**SHORT PROBLEM 1**
Transcribe the listing word for word, from its beginning through the line containing "[[95, 203], [34, 227]]", with both ends included. Leave the pictures out of your answer.

**SUPPLIED TEXT**

══════

About the Data

1 Introduction

This page shows the workflow to get the cleaned data used in the dashboard starting from the raw data. Happy reading 📚.

1.1 Setup

First, list and load the needed packages.

library(tidyverse)      # to do datascience
library(here)           # to work easily with paths

2 Read raw data

The raw data are saved in data/input/20250224_craywatch_raw.txt as a tab separated text file. It contains GBIF observations of 6 invasive alien crayfishes in Flanders from 2024-06-13, start of the craywatch project. Derived from 10.15468/dl.pszsrh. The query the GBIF download was based on, is the same query running real-time to show the layer “Nieuwe waarnemingen” (new observations) in the craywatch map!

cray_raw_df <- readr::read_tsv(
  here::here("data", "input", "20250224_craywatch_raw.txt"),
  na = "",
  guess_max = 10000
)

Preview (10 rows):

head(cray_raw_df, 10)

══════

**SHORT PROBLEM 2**
According to the page on preparing the craywatch data, from what date do the raw GBIF observations begin?

**SUPPLIED RECORDS**
══════

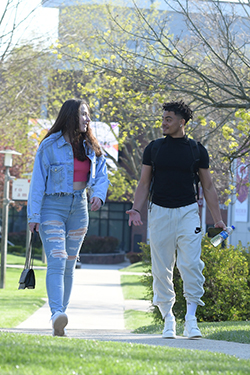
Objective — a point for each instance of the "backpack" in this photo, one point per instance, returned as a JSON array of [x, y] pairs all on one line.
[[194, 167]]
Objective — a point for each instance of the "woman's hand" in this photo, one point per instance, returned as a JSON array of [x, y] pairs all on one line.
[[95, 203], [34, 227]]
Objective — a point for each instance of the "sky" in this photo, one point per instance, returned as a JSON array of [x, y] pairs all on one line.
[[41, 24]]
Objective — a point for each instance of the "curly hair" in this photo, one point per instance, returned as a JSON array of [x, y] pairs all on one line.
[[179, 108], [68, 122]]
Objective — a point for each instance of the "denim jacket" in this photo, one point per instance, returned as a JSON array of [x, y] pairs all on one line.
[[54, 170]]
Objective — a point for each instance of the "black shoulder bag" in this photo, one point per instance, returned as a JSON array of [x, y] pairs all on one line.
[[27, 278]]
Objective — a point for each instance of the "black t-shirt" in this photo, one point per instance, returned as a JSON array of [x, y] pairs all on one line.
[[173, 182]]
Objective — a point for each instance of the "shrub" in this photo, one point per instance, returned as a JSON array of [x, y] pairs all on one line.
[[134, 257], [227, 291], [99, 245], [21, 251]]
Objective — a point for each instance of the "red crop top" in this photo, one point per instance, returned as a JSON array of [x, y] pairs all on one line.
[[81, 170]]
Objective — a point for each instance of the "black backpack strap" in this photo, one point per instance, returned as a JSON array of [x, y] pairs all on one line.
[[154, 152], [195, 165]]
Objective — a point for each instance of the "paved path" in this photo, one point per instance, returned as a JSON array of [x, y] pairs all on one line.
[[96, 313]]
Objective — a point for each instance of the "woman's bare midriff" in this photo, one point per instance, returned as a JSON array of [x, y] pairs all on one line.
[[79, 185]]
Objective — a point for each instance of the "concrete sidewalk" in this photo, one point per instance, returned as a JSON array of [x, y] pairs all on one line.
[[96, 313]]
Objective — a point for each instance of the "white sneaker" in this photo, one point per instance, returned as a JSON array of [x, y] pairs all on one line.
[[59, 322], [169, 331], [191, 329]]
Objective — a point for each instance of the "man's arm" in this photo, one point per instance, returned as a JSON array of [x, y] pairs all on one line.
[[141, 195], [211, 197]]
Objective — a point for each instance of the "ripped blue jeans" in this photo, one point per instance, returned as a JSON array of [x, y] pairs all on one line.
[[64, 223]]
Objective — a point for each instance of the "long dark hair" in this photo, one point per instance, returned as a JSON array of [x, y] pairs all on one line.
[[68, 122]]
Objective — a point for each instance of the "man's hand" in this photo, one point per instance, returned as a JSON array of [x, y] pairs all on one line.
[[134, 217]]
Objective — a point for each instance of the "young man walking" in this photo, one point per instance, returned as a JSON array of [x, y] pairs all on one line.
[[173, 215]]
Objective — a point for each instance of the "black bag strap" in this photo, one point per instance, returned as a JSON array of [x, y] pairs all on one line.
[[29, 254]]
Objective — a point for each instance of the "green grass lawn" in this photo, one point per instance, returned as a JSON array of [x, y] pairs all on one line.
[[45, 355]]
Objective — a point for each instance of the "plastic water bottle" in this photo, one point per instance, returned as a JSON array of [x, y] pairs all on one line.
[[219, 238]]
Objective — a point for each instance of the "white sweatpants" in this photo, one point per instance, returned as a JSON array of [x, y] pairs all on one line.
[[171, 231]]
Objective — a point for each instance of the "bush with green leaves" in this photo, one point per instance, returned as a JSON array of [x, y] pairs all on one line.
[[21, 251], [227, 285]]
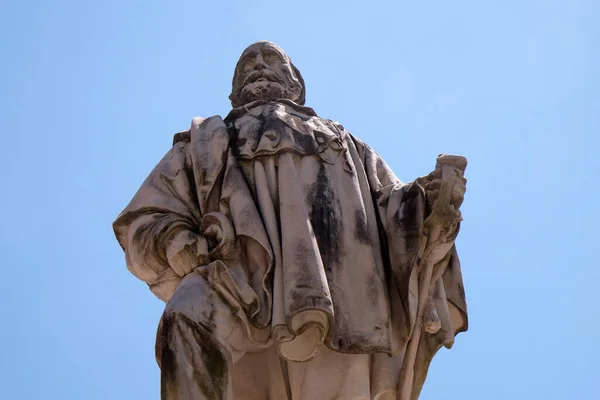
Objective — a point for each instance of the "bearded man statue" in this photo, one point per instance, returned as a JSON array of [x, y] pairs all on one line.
[[294, 264]]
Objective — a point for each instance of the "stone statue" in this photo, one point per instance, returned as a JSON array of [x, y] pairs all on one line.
[[293, 263]]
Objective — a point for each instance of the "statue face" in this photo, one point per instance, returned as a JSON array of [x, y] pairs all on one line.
[[264, 72]]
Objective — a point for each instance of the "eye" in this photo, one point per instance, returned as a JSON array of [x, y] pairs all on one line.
[[248, 66], [272, 59]]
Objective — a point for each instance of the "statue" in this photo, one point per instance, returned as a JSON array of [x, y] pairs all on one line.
[[293, 263]]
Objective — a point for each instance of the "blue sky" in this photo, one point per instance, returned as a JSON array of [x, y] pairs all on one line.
[[93, 91]]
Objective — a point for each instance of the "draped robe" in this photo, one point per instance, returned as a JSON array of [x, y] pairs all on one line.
[[311, 239]]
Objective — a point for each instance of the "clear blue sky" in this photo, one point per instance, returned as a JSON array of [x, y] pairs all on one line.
[[91, 93]]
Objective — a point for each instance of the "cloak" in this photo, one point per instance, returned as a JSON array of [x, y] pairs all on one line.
[[309, 236]]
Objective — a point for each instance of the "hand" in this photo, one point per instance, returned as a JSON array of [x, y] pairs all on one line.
[[432, 184], [187, 251]]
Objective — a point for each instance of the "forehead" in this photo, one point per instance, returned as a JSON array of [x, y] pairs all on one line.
[[263, 47]]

══════

**CORRECT ANSWER 1**
Objective — a point for each instance of the "backpack" in this photo, one point per instance, returned as a JSON array of [x, y] pairs all on one line.
[[194, 167]]
Objective — a point for each instance of the "woman's hand" in this photo, one point per instance, returned as a JSON array of [x, y] pairs all on one line.
[[95, 203], [34, 227]]

**CORRECT ANSWER 2**
They begin on 2024-06-13, the start of the craywatch project.